Reproduce the listing below line for line without any changes, omitting the picture from your output.

□ □ □ □

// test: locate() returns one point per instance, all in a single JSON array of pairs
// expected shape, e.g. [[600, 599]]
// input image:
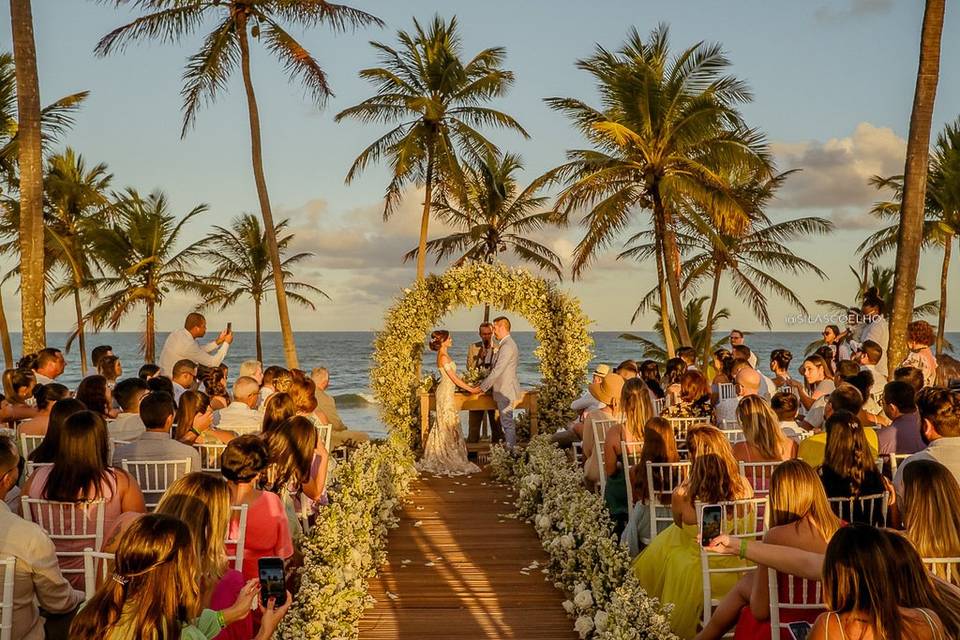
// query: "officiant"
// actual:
[[480, 356]]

□ □ □ □

**In response:**
// test: locate() returns one point per instance, all in a single JSON array of pairs
// expected shape, e.g. [[600, 599]]
// input image:
// query: "officiant"
// actual:
[[480, 356]]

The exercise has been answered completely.